Brief:
Skip every picture and copy only the lines from the one containing "Spot the blue" to the final line of the records below.

Data extracted from a collection:
======

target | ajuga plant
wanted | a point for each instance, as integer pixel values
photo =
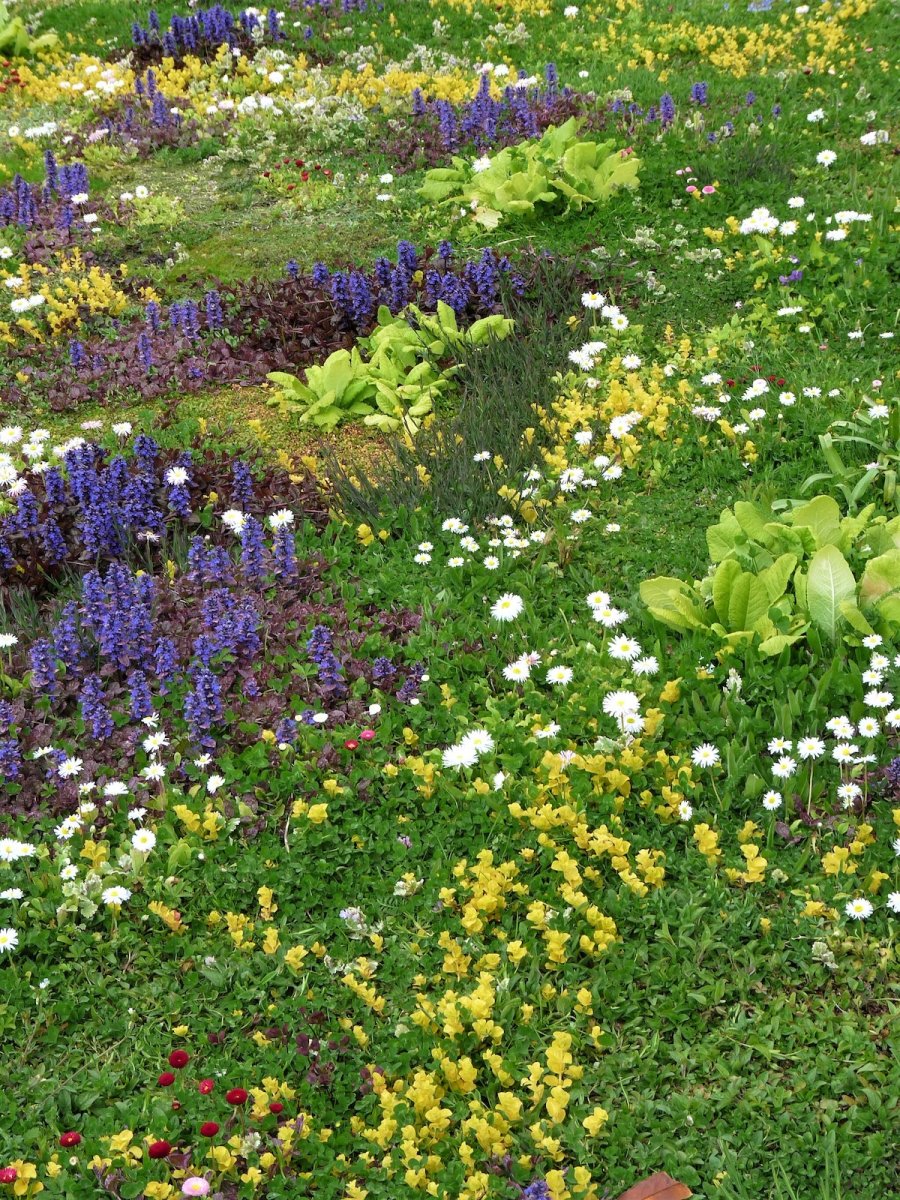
(499, 387)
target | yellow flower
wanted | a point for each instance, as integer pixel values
(595, 1121)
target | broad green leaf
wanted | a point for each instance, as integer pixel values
(723, 583)
(881, 576)
(748, 601)
(829, 582)
(773, 646)
(774, 579)
(670, 601)
(855, 618)
(822, 516)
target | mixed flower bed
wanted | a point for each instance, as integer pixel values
(449, 601)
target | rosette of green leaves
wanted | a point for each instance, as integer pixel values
(778, 579)
(391, 379)
(553, 174)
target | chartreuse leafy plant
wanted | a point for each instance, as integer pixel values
(390, 379)
(555, 174)
(877, 441)
(16, 40)
(774, 579)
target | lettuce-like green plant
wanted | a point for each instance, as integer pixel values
(553, 174)
(15, 39)
(397, 384)
(774, 577)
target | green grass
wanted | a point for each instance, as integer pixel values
(732, 1054)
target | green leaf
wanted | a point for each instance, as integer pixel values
(670, 601)
(775, 577)
(880, 577)
(723, 585)
(748, 603)
(822, 516)
(829, 582)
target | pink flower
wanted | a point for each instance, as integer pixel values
(195, 1187)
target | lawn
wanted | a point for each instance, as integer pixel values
(449, 600)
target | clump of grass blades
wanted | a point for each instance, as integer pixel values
(499, 385)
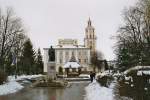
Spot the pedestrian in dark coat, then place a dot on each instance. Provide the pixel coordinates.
(91, 76)
(94, 75)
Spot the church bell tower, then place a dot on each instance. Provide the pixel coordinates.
(90, 37)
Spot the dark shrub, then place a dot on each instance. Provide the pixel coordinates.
(3, 77)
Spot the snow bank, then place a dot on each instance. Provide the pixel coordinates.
(10, 87)
(96, 92)
(136, 68)
(12, 78)
(146, 72)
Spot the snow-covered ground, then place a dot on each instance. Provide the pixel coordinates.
(12, 78)
(12, 86)
(96, 92)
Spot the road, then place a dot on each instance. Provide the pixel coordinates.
(74, 92)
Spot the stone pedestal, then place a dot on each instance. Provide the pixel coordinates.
(51, 70)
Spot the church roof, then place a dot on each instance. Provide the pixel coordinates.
(71, 65)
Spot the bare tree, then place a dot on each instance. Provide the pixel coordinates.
(11, 34)
(133, 40)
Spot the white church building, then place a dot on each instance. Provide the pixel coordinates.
(68, 49)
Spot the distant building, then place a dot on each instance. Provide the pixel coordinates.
(66, 48)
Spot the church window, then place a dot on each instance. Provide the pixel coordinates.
(85, 60)
(67, 53)
(60, 60)
(60, 53)
(79, 53)
(79, 60)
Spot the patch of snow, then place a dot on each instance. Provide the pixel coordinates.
(84, 75)
(10, 87)
(136, 68)
(146, 72)
(96, 92)
(12, 78)
(71, 65)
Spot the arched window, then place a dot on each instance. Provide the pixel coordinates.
(60, 70)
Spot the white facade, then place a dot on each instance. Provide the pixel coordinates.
(63, 55)
(68, 47)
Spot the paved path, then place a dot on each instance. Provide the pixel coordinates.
(74, 92)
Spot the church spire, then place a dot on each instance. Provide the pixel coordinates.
(90, 37)
(89, 22)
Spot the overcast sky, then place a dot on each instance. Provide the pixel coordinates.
(46, 21)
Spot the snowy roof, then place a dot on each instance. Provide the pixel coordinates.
(72, 65)
(136, 68)
(69, 46)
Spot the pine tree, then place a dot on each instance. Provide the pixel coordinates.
(28, 58)
(39, 62)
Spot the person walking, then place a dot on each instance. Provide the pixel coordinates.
(94, 74)
(91, 77)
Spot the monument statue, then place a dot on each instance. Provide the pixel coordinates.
(51, 53)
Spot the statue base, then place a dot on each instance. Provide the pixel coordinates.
(51, 70)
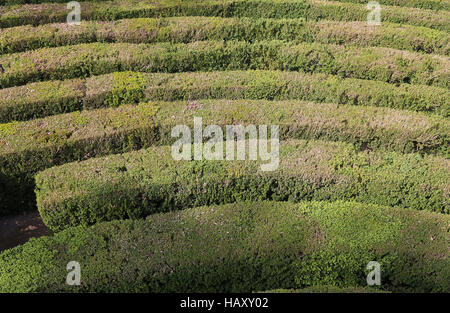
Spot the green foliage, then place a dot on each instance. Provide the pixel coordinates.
(127, 88)
(241, 247)
(306, 9)
(38, 144)
(136, 184)
(388, 65)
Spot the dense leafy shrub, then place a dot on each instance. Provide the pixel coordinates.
(190, 29)
(423, 4)
(306, 9)
(240, 248)
(48, 98)
(383, 64)
(140, 183)
(27, 147)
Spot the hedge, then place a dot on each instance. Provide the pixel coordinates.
(139, 183)
(307, 9)
(189, 29)
(383, 64)
(422, 4)
(15, 2)
(54, 97)
(28, 147)
(240, 248)
(329, 289)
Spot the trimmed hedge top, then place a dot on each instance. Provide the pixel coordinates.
(307, 9)
(143, 182)
(383, 64)
(48, 98)
(240, 248)
(54, 97)
(189, 29)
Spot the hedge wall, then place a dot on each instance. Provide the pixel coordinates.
(329, 289)
(143, 182)
(383, 64)
(422, 4)
(240, 248)
(306, 9)
(27, 147)
(54, 97)
(189, 29)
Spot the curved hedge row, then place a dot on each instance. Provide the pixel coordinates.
(393, 66)
(27, 147)
(189, 29)
(54, 97)
(422, 4)
(329, 289)
(307, 9)
(140, 183)
(240, 248)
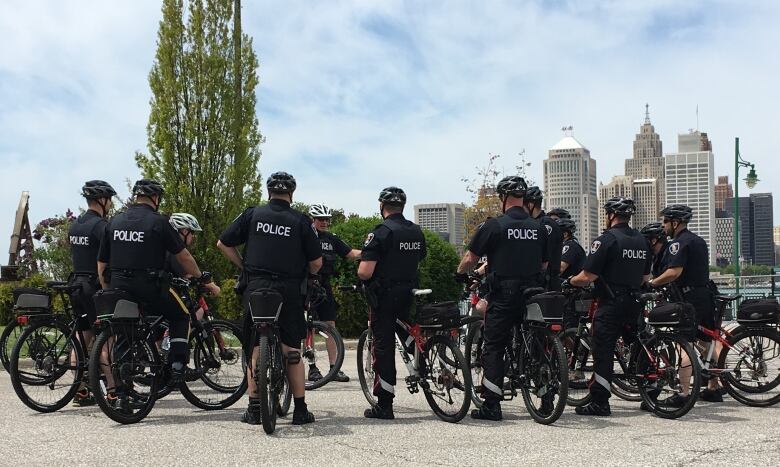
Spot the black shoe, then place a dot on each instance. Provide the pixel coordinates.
(710, 395)
(302, 417)
(314, 374)
(594, 408)
(676, 401)
(380, 413)
(488, 412)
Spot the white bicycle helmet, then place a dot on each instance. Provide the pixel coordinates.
(319, 210)
(182, 220)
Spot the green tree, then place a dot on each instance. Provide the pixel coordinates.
(203, 133)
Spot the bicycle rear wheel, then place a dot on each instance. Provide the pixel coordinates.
(546, 376)
(475, 340)
(268, 372)
(365, 366)
(322, 334)
(217, 358)
(665, 365)
(42, 372)
(751, 367)
(124, 373)
(579, 359)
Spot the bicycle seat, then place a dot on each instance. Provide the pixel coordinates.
(727, 298)
(418, 292)
(531, 291)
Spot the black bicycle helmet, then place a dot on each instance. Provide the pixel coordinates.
(392, 195)
(148, 187)
(567, 225)
(623, 207)
(560, 213)
(97, 189)
(533, 194)
(512, 186)
(678, 212)
(281, 182)
(653, 230)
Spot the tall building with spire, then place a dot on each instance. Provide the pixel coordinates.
(646, 169)
(570, 183)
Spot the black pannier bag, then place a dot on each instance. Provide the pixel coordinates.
(116, 304)
(677, 314)
(759, 311)
(30, 300)
(548, 307)
(445, 314)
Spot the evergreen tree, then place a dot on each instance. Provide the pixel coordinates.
(203, 133)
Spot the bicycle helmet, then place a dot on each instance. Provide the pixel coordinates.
(512, 186)
(560, 213)
(281, 182)
(319, 210)
(678, 212)
(623, 207)
(653, 230)
(392, 195)
(96, 189)
(148, 187)
(183, 220)
(533, 194)
(567, 225)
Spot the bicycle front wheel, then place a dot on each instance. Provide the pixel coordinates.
(320, 336)
(447, 383)
(47, 366)
(546, 375)
(750, 367)
(365, 366)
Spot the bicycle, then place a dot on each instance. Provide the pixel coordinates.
(435, 363)
(535, 360)
(128, 372)
(48, 361)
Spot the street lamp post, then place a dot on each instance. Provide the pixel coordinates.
(750, 181)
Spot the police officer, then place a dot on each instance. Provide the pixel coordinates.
(619, 262)
(85, 235)
(533, 203)
(687, 268)
(517, 250)
(281, 251)
(134, 251)
(657, 239)
(572, 261)
(391, 254)
(333, 248)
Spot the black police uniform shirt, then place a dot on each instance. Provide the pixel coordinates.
(333, 248)
(572, 254)
(138, 239)
(277, 240)
(689, 251)
(620, 257)
(85, 235)
(398, 246)
(515, 245)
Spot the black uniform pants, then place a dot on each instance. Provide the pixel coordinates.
(506, 308)
(394, 303)
(614, 318)
(156, 299)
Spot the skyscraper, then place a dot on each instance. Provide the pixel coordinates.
(690, 180)
(570, 183)
(646, 170)
(723, 191)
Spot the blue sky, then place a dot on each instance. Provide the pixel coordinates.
(358, 95)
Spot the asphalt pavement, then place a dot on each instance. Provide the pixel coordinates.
(175, 433)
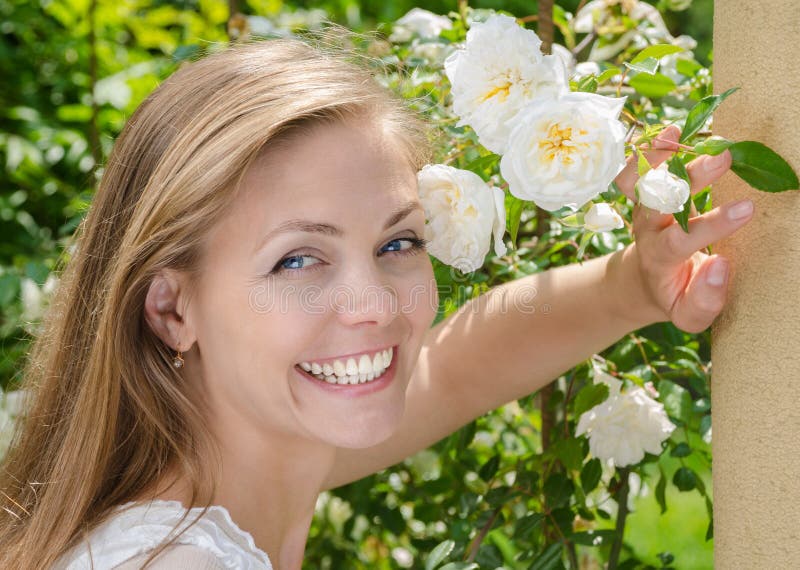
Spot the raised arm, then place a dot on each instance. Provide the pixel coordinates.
(495, 349)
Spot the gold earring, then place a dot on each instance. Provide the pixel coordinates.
(177, 362)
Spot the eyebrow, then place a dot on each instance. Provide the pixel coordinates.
(307, 226)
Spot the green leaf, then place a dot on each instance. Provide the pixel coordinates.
(460, 566)
(589, 396)
(677, 401)
(549, 559)
(590, 474)
(687, 67)
(656, 51)
(608, 74)
(684, 479)
(653, 86)
(588, 84)
(712, 145)
(489, 468)
(526, 524)
(439, 554)
(570, 452)
(558, 489)
(593, 537)
(700, 113)
(681, 450)
(489, 556)
(762, 168)
(642, 166)
(647, 65)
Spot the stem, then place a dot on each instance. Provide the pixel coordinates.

======

Expected output:
Spot the blue sky, then place a dot on each instance. Provide the pixel coordinates.
(358, 95)
Spot the asphalt pavement, then place a dot on each instance. Provide the pixel coordinates.
(175, 433)
Spot the raised arm, then place a dot on each instance. Provide the pixel coordinates.
(495, 349)
Spot the gold earring, then place a dot on each instance. Provide the pixel coordinates.
(177, 362)
Spot the eyebrow, then place a dot on each instance. Provide the pixel coordinates.
(307, 226)
Spot the green leaf, then place a dot on each instance. Provide the pixel coordinates.
(460, 566)
(589, 396)
(677, 401)
(549, 559)
(590, 474)
(687, 67)
(656, 51)
(608, 74)
(684, 479)
(653, 86)
(588, 84)
(712, 145)
(489, 468)
(526, 524)
(439, 554)
(570, 452)
(558, 489)
(593, 537)
(700, 113)
(681, 450)
(489, 556)
(762, 168)
(642, 166)
(647, 65)
Spot the stem, then place a dot on each instance. Provide the pixel coordinates.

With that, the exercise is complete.